▶ _What needs to be done_:
An acceptable answer repeats exactly the line with "[locate] the church" and each line after it through the end of the entries, and includes nothing else.

......

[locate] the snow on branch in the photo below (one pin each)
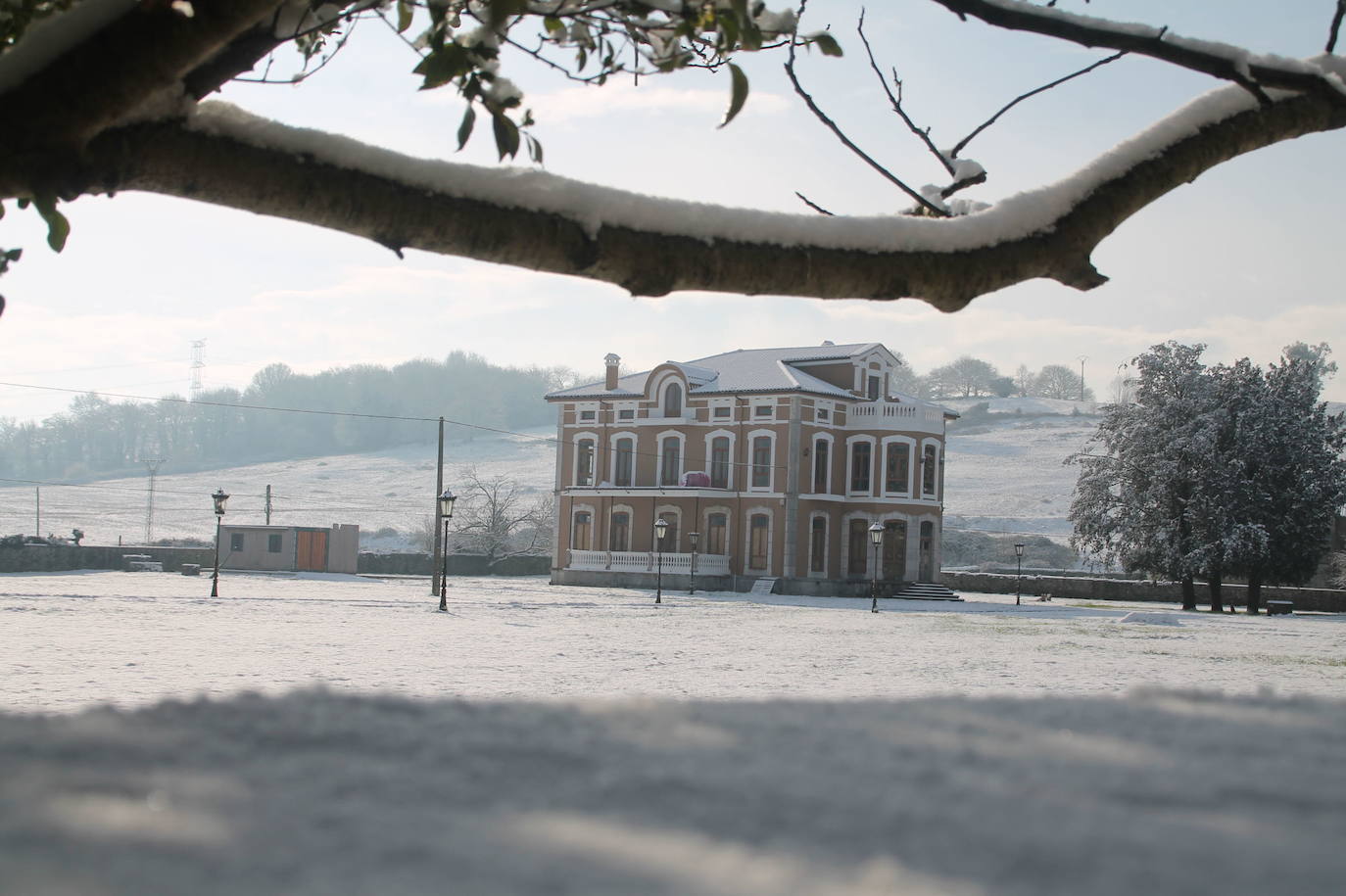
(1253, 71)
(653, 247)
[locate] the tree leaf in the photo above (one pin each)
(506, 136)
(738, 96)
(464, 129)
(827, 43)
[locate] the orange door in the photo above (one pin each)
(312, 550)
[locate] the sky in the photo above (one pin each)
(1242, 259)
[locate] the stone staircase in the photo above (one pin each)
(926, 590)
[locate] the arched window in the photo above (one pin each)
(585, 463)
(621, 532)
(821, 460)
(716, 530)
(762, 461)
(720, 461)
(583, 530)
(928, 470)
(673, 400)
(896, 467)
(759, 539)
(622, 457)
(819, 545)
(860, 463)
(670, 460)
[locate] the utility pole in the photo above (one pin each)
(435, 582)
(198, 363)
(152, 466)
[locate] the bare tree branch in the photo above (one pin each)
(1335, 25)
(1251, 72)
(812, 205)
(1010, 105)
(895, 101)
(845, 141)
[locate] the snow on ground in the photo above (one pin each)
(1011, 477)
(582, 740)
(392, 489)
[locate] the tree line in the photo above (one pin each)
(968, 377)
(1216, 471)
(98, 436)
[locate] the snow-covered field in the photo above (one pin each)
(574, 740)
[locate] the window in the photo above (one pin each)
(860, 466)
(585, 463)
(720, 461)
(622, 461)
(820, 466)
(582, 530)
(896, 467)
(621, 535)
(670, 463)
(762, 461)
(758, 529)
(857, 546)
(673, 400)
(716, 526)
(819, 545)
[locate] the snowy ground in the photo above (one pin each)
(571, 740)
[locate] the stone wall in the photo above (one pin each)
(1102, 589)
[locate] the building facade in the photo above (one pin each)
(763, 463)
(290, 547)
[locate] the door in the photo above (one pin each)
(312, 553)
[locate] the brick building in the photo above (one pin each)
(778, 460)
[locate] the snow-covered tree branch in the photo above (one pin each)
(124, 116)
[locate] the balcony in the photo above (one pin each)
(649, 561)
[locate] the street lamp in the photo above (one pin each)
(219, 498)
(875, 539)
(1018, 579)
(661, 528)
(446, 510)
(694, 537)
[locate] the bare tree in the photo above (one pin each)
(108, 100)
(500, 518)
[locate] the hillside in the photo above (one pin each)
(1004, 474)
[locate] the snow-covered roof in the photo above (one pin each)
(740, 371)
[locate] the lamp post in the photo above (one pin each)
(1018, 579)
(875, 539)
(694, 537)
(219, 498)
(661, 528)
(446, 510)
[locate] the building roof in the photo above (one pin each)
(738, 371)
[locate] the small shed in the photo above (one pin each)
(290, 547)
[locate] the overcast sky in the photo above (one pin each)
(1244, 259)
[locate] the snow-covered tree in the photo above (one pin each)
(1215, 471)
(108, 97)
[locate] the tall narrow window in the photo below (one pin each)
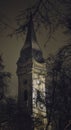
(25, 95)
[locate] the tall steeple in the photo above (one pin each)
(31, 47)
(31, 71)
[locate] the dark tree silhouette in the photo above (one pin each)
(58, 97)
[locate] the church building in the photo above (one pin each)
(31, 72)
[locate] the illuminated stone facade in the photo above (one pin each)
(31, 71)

......

▶ _Written answer_:
[locate] the church building in the photo above (one pin each)
(31, 72)
[locate] the illuminated stone facade in the photo above (one pin each)
(31, 71)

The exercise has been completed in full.